SOURCE PASSAGE: Begin

In (a) the subject position is occupied by the agent, in (b) by the goal and in (c) by the instrument.
These meaning relations—agentive, goal, instrumental, etc.—are what Fillmore calls deep case
relations. These case relations include such concepts as Agentive, Instrumental, Objective, Factitive,
Locative, Benefactive, Experiencer, Goal, Source, etc. The external manifestations of case relations
are language-specific. Verbs are selected according to the case environments or ‘case frames’ provided
by the sentence. For example, the verb break can occur in following environments :
[-o] The door broke.
[-o+A] Thomas broke the door.
[-o+l] The hammer broke the door.
[-o+1+A] Thomas broke the door with a hammer.
The total frame feature for break may be represented as
+[-O (l) (A)]
If there is an A (agentive), it becomes the subject; otherwise, if there is an I (instrumental), it becomes
the subject; or else the subject is the O (objective). Where there is only one case category, its NP must
serve as the surface subject. If neither agent nor instrument nor objective is expressed, then patient/
locative must become the subject. Consider, for example, the following sentences and their case
relations.

SOURCE PASSAGE: End
THE DATA: Begin

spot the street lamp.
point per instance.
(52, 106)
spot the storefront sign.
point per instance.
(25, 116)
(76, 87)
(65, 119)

THE DATA: End

ACTIVITIES:
A – Give every example sentence the case grammar passage uses for the verb break.
B – Using the case grammar passage, explain why Thomas, and not the hammer, is the subject of "Thomas broke the door with a hammer."
These saved entries were taken from a separate source.

WRITTEN ANSWERS:
A –
The door broke.
Thomas broke the door.
The hammer broke the door.
Thomas broke the door with a hammer.

B – Thomas is the agentive, and the passage states that if there is an agentive, it becomes the subject. An instrumental such as the hammer becomes the subject only when there is no agentive.